- [Source passage]
● ● ● ● ● ● ●
Trouble for Banks? Mortgage Applications at More Than 2-Year Low

For banks, it appears as though the chickens are coming home to roost. The Mortgage Bankers Association reported this morning that its composite mortgage applications index fell on a seasonally adjusted basis by 3% last week. This puts the measure at the lowest level since November of 2011.

The explanation for the fall is simple: Mortgage rates are headed higher. "Interest rates moved up sharply following the Federal Reserve press conference last Wednesday where it was indicated that the Fed could begin tapering their asset purchases later this year," said Mike Fratantoni, MBA's Vice President of Research and Economics.

Thanks to the central bank's third round of quantitative easing, the interest rate on a conventional, conforming 30-year fixed rate mortgage fell last year to below 3.5%. The same rate is now well above 4%. By the MBA's estimate, it was at 4.6% for the week ended June 21. This was the highest level in nearly a year.
● ● ● ● ● ● ●
- [Data section]
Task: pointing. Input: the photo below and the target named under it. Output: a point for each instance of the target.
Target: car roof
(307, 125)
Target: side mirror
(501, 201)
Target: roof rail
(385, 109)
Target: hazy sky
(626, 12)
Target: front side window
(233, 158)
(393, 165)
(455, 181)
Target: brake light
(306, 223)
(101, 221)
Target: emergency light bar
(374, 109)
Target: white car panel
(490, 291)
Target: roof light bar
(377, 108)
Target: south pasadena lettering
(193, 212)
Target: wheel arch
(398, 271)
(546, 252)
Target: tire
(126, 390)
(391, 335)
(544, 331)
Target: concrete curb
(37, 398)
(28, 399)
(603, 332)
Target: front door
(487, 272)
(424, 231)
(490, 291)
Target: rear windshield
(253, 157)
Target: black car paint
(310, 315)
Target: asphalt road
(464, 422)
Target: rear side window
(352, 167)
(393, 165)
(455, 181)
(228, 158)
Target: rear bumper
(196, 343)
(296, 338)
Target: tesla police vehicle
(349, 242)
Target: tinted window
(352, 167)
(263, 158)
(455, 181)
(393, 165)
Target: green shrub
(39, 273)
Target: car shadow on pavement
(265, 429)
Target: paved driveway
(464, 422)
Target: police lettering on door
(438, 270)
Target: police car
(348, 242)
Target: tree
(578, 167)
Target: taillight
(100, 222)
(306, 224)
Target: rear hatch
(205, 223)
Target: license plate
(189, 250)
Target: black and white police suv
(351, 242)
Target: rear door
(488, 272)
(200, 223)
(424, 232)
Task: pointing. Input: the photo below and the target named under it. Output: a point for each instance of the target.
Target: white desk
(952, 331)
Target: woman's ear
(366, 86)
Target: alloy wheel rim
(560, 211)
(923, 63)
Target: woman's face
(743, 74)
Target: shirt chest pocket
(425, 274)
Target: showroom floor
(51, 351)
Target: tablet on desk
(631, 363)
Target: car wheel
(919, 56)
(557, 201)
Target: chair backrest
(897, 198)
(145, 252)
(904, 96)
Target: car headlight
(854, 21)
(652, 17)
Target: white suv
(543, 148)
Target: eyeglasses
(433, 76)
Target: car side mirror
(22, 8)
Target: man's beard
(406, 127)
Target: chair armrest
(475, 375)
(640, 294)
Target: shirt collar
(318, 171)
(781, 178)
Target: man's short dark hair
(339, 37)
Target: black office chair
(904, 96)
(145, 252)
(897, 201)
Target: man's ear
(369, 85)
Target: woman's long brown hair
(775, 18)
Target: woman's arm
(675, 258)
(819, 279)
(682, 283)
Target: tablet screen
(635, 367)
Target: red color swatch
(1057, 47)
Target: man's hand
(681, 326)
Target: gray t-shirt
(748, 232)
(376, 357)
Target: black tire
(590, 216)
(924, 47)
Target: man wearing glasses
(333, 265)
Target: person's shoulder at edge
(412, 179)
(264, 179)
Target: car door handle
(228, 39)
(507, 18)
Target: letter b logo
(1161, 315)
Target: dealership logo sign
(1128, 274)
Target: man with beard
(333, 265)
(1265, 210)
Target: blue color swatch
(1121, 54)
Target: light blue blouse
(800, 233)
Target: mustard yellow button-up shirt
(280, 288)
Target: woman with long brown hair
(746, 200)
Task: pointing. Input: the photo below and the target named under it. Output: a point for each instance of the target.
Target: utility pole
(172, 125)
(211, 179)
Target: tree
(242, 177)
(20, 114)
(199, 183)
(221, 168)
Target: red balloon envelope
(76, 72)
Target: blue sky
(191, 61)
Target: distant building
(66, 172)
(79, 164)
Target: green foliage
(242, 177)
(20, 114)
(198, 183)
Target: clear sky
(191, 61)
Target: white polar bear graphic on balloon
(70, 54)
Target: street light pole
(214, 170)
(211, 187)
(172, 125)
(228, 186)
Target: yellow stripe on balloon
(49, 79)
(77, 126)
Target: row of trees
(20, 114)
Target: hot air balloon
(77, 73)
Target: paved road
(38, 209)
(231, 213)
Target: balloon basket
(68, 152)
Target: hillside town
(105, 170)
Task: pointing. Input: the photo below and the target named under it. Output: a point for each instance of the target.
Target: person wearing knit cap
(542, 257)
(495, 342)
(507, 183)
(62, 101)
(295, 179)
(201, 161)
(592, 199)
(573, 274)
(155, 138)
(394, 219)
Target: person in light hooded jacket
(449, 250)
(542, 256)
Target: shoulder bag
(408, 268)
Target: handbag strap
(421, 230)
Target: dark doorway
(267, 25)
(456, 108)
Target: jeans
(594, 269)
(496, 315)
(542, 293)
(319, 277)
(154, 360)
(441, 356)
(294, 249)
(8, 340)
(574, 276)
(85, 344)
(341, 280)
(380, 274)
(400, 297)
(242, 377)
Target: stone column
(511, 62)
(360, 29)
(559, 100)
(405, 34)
● ● ● ● ● ● ●
- [Short exercise 1] According to the mortgage applications article, what did the MBA estimate as the rate on a conventional, conforming 30-year fixed mortgage for the week ended June 21?
- [Short exercise 2] Reproduce the mortgage applications article from "Trouble for Banks?" up to and including "November of 2011.".
- [Short exercise 3] Using the mortgage applications article, explain why the MBA's composite mortgage applications index fell last week.

- [Exercise answer 1] 4.6%

- [Exercise answer 2]
Trouble for Banks? Mortgage Applications at More Than 2-Year Low

For banks, it appears as though the chickens are coming home to roost. The Mortgage Bankers Association reported this morning that its composite mortgage applications index fell on a seasonally adjusted basis by 3% last week. This puts the measure at the lowest level since November of 2011.

- [Exercise answer 3] Mortgage rates were heading higher. Interest rates rose sharply after the Federal Reserve press conference last Wednesday, where it was indicated that the Fed could begin tapering its asset purchases later this year.